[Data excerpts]
Content starts

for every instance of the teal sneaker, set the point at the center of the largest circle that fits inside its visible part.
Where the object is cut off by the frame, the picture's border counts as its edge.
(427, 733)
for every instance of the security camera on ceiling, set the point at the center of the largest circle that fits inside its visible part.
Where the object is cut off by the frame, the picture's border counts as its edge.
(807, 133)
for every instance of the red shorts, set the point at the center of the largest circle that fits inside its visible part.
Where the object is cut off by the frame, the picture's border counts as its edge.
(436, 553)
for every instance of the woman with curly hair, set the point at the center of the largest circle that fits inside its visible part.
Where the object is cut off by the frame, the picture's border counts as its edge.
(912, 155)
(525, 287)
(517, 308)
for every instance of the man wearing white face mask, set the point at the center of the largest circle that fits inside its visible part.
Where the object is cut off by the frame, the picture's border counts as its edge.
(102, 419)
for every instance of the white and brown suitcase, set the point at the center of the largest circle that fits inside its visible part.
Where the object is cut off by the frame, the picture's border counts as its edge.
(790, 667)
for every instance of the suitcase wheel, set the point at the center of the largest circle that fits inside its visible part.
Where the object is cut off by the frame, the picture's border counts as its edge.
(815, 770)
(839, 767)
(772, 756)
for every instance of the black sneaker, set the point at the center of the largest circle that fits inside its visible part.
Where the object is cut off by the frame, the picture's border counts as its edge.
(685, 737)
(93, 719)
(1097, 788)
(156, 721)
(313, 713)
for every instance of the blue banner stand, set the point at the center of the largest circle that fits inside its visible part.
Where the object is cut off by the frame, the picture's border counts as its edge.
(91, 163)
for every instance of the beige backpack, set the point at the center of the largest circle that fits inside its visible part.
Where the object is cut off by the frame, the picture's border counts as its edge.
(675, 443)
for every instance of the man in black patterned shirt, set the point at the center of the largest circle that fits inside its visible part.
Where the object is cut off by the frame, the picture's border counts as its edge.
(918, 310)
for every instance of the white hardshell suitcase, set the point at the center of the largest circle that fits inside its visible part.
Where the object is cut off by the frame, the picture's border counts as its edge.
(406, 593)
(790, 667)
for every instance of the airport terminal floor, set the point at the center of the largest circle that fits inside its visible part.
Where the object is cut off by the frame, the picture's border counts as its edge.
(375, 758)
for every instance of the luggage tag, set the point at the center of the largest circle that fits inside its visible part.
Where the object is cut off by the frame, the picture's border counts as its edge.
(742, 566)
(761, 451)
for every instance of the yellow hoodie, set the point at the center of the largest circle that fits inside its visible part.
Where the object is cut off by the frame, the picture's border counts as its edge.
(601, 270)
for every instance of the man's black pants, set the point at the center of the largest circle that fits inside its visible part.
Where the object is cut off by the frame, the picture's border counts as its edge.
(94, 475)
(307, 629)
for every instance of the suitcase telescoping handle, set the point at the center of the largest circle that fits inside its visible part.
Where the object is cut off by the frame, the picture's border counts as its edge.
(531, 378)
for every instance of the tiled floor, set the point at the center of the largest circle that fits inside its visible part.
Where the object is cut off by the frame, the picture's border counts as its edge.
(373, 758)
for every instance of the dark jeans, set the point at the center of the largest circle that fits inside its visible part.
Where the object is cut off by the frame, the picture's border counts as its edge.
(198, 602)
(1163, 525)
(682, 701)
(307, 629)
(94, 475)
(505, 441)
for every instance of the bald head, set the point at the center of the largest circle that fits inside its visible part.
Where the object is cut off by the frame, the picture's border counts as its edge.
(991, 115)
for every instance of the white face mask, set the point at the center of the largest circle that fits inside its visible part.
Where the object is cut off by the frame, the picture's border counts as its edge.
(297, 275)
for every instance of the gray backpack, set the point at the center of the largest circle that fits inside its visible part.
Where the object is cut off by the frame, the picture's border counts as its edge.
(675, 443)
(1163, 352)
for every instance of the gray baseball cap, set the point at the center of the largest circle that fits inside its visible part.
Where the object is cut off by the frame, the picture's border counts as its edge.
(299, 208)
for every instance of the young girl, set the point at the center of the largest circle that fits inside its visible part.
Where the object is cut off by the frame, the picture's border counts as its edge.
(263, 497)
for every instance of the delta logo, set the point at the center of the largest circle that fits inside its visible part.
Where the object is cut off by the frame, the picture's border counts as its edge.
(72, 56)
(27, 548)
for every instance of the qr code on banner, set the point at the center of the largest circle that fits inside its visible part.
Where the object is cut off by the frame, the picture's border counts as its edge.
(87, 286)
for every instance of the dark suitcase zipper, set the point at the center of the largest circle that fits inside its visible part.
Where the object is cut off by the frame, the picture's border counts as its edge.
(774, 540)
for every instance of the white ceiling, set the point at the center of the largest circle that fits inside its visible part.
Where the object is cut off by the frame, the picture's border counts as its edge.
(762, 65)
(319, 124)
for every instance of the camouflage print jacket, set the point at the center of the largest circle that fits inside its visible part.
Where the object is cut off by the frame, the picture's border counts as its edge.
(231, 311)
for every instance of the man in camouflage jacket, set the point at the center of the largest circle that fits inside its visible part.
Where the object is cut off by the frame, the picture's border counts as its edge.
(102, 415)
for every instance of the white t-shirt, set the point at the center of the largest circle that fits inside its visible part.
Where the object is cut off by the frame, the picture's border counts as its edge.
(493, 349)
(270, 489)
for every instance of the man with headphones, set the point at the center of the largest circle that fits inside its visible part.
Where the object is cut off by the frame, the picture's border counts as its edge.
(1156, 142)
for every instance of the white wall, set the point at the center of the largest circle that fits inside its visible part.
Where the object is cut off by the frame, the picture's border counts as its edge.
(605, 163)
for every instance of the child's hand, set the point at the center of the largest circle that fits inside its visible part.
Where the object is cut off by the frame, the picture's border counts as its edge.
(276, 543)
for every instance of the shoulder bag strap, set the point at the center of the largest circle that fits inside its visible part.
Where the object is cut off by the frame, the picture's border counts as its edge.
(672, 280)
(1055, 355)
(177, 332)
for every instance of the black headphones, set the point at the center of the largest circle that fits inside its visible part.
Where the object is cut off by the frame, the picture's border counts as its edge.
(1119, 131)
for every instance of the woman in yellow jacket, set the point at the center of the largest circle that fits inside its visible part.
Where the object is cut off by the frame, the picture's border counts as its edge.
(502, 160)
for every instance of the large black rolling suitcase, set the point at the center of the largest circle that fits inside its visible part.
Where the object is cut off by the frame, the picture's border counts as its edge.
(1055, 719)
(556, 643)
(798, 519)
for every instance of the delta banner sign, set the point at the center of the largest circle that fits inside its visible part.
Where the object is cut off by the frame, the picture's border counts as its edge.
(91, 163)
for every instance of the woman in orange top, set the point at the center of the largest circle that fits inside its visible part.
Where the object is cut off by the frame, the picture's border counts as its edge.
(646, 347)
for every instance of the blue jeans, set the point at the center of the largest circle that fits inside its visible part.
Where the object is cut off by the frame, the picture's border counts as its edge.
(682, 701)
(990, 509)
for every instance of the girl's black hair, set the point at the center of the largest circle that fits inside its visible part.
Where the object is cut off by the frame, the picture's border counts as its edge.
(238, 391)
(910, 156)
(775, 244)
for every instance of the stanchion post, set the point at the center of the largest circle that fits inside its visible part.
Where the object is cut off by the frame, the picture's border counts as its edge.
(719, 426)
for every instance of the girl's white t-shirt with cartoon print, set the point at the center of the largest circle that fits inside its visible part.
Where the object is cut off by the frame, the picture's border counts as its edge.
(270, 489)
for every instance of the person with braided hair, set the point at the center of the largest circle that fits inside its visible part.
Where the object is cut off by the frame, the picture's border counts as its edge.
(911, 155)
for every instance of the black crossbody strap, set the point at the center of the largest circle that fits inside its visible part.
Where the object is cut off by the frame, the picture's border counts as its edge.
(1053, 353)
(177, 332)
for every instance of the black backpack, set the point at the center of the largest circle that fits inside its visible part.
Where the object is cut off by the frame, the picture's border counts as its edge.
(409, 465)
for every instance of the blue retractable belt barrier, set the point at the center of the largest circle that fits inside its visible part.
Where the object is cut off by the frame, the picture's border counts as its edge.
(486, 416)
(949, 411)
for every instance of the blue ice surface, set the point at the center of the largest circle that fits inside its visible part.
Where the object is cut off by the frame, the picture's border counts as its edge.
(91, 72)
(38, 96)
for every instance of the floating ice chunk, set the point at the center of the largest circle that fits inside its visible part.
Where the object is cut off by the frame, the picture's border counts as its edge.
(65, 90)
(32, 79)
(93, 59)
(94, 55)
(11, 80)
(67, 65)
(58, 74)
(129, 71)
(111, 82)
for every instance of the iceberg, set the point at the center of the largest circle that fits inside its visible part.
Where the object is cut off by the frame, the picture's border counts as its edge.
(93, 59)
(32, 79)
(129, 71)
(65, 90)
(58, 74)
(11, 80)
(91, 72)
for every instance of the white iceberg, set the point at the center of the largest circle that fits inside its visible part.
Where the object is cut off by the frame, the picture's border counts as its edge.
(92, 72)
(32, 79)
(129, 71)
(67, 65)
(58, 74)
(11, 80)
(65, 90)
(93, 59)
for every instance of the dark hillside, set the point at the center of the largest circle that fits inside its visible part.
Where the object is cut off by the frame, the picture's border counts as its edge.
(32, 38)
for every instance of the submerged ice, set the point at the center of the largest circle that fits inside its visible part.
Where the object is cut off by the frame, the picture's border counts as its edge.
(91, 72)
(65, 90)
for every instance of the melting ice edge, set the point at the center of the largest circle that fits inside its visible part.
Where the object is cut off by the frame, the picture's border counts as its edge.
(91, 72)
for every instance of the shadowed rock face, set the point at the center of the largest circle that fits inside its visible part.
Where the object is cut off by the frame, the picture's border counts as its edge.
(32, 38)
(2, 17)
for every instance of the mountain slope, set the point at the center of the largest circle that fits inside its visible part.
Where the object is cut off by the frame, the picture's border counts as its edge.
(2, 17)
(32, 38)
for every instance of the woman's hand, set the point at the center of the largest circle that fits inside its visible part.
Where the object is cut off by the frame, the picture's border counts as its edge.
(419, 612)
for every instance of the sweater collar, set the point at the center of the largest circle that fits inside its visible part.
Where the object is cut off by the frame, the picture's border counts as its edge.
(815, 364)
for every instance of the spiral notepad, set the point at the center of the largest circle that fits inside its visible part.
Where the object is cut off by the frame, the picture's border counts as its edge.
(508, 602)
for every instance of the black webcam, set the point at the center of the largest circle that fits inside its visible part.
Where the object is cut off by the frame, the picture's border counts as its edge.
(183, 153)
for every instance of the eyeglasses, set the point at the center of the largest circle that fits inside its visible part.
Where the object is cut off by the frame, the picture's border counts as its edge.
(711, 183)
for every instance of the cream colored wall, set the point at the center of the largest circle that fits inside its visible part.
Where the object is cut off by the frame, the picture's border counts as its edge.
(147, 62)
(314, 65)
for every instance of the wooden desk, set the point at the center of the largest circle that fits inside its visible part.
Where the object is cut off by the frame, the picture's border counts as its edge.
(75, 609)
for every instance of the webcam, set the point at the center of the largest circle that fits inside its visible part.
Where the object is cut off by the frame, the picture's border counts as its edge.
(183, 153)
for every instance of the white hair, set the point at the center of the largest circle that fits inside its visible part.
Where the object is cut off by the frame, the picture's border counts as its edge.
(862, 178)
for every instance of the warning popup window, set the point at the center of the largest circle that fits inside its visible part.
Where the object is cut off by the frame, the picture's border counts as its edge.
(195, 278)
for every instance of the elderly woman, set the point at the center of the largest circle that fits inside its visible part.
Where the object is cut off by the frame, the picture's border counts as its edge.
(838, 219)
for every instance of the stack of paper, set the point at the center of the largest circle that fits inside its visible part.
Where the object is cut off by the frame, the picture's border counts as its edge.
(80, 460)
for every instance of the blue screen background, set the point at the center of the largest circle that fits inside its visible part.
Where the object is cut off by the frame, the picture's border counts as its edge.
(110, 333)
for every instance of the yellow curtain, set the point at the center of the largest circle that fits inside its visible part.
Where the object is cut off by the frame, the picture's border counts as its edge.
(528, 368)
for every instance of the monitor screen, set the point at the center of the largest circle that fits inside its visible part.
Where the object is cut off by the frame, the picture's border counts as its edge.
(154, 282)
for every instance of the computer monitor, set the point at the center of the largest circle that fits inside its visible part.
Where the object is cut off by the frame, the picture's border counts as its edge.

Content ends

__TASK GOAL__. Where a line in the records above contains the string "webcam", return that line.

__SOLUTION FOR THIS TASK__.
for every instance of the black webcam, set the point at the center of the largest circle that fits inside its visible part.
for every instance of the webcam, set the point at the center of the largest circle that fits inside its visible part.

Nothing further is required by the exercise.